EXTRACT TO READ
>> begin

Indeed, this section is full of helpful hints on how to run the game while at the same time leaving a lot up to the Narrator to figure out. Dungeons and Dragons, for example, will give you lists of hazards with their respective challenge ratings and all the stats that you need to face each encounter – which of course lets them sell extra sourcebooks for different climates, says my cynical side. For Blue Rose, though, you’re basically given the numbers for varying degrees of difficulty, how to do one-time versus ongoing tests, and after that it’s up to you to decide how challenging whatever obstacle is you place in your players’ path. Ditto on monsters, who are lumped into the broad categories of minor, moderate, major, and dire rather than getting challenge ratings, a change from the first edition where creatures had “levels.”
Above all, the most interesting thing is how much it encourages you to cheat. This was a philosophy of narration in the first edition as well; since story is paramount, you’re supposed to bend the rules to make things dramatically satisfying. Did somebody just roll something terrible trying to make a jump to a cliff? Well, you could make them randomly fall to their death, but if you reading that in a book, you’d hate that stupid twist. Better to leave them hanging by their fingertips and give their companions a chance to rescue them. Don’t let NPCs be the ones to deal the final blow to monsters, even if their dice roll let them; avoid letting characters die unless it’s suitably heroic or tragic.

>> end

STORED DATA
>> begin

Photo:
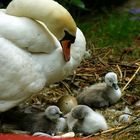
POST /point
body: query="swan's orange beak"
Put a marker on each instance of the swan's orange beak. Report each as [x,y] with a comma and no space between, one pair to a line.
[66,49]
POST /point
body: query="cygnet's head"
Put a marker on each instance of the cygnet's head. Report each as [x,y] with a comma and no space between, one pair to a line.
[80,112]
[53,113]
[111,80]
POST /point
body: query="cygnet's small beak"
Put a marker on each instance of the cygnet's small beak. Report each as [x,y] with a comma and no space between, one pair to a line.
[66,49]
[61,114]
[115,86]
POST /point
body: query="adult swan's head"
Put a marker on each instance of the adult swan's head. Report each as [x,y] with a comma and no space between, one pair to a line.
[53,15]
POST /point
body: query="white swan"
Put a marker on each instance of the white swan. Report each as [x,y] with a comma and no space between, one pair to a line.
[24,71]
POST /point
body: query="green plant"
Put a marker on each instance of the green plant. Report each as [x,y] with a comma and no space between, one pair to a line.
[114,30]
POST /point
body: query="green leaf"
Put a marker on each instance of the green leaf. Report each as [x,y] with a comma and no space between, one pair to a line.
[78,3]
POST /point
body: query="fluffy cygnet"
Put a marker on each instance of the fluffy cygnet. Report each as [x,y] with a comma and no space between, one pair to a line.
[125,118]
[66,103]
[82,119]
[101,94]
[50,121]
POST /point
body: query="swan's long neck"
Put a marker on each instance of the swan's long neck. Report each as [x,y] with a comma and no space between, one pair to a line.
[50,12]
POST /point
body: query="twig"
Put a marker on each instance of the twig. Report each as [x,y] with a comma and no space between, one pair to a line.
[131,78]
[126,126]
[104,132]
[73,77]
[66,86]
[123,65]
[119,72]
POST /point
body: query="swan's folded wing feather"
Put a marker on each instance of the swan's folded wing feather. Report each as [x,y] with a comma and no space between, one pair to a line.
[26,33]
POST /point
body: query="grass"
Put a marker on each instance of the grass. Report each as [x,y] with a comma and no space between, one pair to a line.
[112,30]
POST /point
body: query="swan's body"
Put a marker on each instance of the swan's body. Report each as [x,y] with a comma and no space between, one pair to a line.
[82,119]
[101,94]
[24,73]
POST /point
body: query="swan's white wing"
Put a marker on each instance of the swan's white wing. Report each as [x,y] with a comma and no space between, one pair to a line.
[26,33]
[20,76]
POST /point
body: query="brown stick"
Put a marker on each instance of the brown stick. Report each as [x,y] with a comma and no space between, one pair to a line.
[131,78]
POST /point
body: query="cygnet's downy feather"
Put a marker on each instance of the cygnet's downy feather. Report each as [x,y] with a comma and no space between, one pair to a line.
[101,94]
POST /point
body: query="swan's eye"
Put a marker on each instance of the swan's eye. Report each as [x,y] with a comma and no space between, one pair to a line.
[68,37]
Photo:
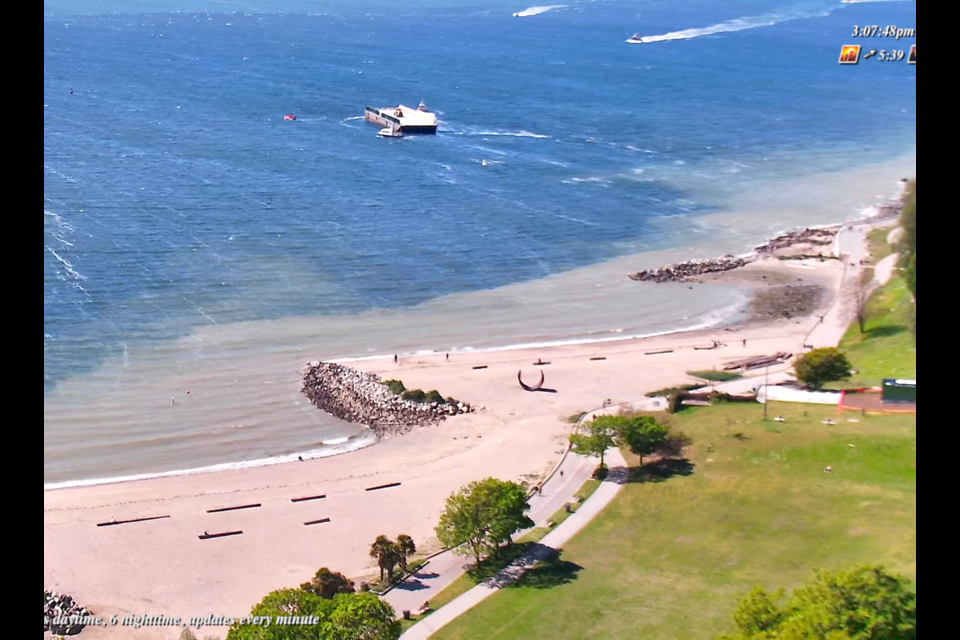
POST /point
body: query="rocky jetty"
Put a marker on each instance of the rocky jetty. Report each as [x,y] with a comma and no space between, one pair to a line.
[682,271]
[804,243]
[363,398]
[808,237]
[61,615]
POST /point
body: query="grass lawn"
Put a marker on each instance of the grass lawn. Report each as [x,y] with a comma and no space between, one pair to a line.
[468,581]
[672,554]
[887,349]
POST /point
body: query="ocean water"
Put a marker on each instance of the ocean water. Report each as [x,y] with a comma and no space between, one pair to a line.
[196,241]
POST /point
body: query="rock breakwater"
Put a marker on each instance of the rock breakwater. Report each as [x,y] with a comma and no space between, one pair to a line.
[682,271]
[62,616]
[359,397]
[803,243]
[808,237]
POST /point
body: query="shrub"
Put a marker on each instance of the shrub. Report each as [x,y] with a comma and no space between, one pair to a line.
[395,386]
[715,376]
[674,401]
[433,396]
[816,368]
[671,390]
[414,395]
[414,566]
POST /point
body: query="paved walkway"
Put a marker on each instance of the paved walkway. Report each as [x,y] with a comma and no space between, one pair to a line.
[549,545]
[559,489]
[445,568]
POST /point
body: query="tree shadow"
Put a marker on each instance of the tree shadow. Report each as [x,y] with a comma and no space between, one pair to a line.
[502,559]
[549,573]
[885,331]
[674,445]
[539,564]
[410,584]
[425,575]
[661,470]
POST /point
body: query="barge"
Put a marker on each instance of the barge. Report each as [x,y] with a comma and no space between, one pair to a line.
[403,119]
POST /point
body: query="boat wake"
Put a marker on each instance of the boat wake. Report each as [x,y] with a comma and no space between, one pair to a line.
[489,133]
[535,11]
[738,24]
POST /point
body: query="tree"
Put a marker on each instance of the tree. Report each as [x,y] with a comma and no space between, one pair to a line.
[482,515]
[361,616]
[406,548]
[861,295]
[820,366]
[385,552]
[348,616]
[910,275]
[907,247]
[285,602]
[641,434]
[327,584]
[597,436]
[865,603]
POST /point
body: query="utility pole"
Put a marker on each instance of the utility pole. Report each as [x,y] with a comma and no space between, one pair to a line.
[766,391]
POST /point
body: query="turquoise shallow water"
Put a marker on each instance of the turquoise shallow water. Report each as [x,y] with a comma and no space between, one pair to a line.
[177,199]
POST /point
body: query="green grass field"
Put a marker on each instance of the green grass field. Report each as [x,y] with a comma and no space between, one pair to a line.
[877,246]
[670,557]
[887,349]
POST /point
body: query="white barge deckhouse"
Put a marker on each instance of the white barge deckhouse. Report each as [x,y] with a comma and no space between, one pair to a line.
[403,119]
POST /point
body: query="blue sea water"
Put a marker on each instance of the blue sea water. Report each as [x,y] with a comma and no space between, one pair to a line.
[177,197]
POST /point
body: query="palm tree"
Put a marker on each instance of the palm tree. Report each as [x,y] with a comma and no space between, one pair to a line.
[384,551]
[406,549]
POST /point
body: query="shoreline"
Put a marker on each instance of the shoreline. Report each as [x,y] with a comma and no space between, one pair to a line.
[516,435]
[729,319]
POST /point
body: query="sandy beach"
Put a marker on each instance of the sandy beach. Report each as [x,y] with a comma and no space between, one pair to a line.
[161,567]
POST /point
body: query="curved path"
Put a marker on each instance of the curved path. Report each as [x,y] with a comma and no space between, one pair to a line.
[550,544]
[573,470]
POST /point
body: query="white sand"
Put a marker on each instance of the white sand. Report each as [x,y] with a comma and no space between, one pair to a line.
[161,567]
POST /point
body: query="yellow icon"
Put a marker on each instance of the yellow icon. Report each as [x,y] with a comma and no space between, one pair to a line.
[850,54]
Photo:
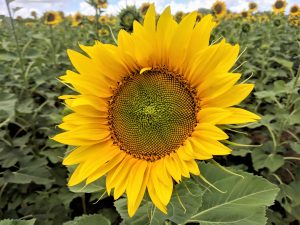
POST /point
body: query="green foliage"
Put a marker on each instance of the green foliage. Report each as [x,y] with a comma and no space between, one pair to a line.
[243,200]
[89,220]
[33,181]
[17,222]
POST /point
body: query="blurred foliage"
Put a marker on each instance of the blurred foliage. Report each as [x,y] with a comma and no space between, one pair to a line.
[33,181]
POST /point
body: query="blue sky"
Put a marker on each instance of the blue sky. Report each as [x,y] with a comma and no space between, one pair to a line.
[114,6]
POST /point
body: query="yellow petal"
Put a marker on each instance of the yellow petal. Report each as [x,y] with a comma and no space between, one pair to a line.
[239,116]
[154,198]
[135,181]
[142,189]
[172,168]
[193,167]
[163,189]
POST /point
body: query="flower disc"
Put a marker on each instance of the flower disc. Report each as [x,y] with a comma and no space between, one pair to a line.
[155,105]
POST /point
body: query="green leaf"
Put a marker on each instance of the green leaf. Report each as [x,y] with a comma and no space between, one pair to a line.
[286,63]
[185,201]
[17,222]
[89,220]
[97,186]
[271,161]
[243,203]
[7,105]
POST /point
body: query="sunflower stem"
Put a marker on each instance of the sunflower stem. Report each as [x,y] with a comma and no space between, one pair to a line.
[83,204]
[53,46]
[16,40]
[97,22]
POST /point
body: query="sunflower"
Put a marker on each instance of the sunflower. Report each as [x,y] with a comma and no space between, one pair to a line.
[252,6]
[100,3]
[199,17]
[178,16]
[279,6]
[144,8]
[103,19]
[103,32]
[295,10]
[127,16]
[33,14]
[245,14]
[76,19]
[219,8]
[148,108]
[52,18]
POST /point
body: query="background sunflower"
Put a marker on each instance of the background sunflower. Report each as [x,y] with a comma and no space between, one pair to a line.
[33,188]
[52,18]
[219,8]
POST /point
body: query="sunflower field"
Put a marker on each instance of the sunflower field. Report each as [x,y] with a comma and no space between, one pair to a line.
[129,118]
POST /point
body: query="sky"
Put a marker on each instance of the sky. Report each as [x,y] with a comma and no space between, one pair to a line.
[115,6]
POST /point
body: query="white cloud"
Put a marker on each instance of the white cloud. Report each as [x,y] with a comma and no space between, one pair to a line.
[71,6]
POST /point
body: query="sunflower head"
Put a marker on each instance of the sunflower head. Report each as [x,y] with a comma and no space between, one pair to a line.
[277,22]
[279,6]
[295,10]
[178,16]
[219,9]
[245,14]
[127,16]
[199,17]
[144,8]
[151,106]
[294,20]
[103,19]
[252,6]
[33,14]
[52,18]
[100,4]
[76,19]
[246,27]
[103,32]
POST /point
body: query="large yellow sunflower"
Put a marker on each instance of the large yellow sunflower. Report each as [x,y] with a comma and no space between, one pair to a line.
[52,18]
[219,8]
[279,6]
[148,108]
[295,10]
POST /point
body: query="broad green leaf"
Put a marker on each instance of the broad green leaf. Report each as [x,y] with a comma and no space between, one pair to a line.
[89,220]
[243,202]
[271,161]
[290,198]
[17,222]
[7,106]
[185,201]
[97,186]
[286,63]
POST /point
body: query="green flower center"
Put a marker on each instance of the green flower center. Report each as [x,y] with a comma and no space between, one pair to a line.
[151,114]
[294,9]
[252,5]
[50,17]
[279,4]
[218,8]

>> end
>> begin

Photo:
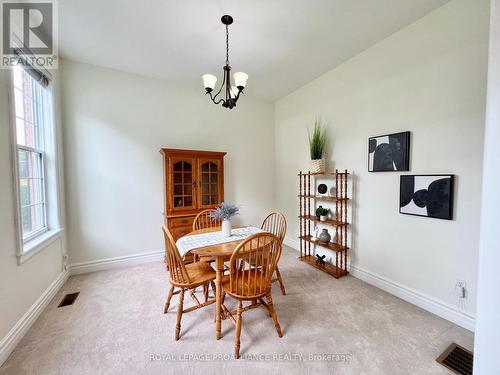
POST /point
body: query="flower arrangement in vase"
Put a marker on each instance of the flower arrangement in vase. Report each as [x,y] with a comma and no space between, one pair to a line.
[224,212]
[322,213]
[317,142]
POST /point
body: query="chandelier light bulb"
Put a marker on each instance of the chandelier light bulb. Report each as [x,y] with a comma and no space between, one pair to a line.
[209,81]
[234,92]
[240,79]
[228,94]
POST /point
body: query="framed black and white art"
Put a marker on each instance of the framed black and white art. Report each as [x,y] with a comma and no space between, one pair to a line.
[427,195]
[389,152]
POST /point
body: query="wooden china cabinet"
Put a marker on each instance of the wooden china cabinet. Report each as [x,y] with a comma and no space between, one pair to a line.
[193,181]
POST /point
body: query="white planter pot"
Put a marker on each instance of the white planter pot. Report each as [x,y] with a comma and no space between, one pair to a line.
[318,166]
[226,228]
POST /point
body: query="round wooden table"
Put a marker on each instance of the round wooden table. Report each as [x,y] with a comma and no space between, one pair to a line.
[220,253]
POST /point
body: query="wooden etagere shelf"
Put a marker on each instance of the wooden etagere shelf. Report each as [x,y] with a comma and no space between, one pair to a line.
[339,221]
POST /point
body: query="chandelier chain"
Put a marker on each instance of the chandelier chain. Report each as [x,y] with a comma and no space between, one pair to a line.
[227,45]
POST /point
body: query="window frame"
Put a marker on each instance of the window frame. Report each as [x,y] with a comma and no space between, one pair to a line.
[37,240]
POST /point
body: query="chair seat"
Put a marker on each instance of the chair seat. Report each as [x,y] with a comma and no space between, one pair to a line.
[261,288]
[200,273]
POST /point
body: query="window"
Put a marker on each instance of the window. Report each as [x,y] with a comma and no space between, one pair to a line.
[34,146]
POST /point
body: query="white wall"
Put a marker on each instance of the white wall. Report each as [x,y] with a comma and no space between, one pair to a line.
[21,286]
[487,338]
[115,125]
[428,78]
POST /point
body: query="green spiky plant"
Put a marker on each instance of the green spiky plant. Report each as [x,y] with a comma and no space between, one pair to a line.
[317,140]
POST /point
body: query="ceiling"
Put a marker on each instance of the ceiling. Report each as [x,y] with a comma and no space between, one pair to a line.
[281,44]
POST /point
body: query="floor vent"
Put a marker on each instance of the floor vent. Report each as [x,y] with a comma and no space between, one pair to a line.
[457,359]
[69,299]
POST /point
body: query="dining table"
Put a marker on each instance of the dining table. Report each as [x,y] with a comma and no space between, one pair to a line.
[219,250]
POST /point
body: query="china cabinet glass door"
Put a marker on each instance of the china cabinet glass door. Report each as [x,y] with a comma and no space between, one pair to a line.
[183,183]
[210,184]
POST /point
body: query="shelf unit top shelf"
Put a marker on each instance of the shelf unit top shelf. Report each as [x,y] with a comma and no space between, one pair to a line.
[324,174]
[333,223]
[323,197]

>> end

WHAT TO DO
a – Print the part of the Blue Rose review starting with "Above all, the" and going on through "heroic or tragic.".
b – Please answer these questions from the Blue Rose review, one per line:
(i) Into which four broad categories are monsters lumped?
(ii) What does the review suggest doing when a character rolls something terrible trying to jump to a cliff?
(iii) Who should not be allowed to deal the final blow to monsters?

THE RESPONSES
a –
Above all, the most interesting thing is how much it encourages you to cheat. This was a philosophy of narration in the first edition as well; since story is paramount, you’re supposed to bend the rules to make things dramatically satisfying. Did somebody just roll something terrible trying to make a jump to a cliff? Well, you could make them randomly fall to their death, but if you reading that in a book, you’d hate that stupid twist. Better to leave them hanging by their fingertips and give their companions a chance to rescue them. Don’t let NPCs be the ones to deal the final blow to monsters, even if their dice roll let them; avoid letting characters die unless it’s suitably heroic or tragic.

b –
(i) Minor, moderate, major, and dire.
(ii) Leave them hanging by their fingertips and give their companions a chance to rescue them.
(iii) NPCs.